Task directions =
In the records that follow, find each line with "pelican" and pull it out.

Dataset =
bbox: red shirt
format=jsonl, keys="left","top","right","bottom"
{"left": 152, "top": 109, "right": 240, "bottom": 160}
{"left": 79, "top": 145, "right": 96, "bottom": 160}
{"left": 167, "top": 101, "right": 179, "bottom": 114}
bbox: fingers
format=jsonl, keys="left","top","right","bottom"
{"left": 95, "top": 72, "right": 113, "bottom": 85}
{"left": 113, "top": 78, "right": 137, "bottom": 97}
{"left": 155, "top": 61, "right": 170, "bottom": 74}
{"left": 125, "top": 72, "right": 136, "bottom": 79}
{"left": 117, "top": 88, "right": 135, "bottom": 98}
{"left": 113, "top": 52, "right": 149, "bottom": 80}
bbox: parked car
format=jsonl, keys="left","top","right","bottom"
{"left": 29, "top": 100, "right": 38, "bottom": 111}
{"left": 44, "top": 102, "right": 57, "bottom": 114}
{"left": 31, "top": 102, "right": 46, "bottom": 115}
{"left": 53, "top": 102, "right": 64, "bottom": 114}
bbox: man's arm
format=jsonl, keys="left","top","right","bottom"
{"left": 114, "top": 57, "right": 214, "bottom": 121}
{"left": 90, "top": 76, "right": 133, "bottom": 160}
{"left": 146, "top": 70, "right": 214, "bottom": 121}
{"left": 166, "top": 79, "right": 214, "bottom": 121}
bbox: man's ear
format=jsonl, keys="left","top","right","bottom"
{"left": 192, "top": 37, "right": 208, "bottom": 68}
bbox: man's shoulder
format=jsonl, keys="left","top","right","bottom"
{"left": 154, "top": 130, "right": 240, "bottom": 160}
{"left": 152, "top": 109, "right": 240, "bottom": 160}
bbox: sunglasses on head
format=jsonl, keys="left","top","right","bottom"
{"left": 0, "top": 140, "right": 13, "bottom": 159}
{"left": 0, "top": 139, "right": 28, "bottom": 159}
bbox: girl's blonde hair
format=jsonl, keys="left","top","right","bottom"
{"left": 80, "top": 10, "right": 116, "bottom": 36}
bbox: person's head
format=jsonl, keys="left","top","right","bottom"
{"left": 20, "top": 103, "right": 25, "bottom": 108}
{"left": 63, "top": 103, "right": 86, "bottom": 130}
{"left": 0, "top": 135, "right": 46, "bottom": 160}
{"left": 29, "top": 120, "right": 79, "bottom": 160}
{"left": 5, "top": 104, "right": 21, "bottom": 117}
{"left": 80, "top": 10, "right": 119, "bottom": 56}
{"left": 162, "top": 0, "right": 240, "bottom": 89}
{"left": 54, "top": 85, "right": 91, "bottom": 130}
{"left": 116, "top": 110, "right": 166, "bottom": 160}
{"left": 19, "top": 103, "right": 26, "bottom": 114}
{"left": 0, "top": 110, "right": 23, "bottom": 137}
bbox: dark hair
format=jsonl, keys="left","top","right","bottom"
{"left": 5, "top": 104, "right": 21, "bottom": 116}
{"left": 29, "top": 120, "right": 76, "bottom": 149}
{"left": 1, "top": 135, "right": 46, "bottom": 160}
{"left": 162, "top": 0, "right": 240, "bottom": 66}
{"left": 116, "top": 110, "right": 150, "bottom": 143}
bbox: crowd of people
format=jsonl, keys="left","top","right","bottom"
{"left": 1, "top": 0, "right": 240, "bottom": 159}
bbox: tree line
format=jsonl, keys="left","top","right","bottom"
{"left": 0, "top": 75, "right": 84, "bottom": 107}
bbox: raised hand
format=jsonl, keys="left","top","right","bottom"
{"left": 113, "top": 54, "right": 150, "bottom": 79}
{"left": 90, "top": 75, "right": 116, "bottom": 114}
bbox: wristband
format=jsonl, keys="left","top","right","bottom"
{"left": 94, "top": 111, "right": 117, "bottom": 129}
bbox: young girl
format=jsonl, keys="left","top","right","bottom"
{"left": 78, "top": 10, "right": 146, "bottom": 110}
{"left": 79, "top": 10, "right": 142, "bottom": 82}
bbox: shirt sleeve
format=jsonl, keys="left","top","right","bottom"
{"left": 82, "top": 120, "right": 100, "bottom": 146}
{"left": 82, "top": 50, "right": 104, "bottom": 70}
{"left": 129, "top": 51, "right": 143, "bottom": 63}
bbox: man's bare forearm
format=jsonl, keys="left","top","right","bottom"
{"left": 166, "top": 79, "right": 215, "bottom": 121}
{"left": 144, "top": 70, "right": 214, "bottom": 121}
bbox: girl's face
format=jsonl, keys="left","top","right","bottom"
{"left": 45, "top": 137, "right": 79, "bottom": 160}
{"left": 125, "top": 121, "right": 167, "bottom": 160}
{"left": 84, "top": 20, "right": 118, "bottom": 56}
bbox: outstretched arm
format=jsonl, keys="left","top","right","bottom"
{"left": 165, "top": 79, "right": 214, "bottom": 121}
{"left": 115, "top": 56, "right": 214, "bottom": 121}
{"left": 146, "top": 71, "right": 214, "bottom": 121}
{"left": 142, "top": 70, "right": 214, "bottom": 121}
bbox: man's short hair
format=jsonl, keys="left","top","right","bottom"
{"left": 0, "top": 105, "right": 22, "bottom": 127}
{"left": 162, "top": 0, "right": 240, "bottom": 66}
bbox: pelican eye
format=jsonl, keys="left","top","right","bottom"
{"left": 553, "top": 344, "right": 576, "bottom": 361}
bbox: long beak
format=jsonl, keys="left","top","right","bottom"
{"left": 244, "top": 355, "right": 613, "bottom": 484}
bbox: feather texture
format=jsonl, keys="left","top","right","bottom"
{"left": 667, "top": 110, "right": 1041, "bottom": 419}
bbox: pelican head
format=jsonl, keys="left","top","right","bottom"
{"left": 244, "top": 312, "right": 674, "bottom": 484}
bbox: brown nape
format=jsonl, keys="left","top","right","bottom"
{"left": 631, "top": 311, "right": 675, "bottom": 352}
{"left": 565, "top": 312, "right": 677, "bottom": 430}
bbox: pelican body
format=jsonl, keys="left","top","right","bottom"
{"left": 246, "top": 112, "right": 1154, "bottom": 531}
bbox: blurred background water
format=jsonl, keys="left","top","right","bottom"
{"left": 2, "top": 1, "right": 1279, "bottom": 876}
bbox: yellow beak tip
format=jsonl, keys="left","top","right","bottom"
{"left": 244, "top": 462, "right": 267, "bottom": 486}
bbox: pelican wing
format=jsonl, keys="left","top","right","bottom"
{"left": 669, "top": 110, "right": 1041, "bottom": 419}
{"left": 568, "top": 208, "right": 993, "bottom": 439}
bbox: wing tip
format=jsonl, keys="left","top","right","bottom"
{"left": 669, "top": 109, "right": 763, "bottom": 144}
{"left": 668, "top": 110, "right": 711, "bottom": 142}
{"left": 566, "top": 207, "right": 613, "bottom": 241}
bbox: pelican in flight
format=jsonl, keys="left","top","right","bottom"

Answer for this exercise =
bbox: pelican eye
bbox: pelican head
bbox: pelican body
bbox: pelican wing
bbox: pelican in flight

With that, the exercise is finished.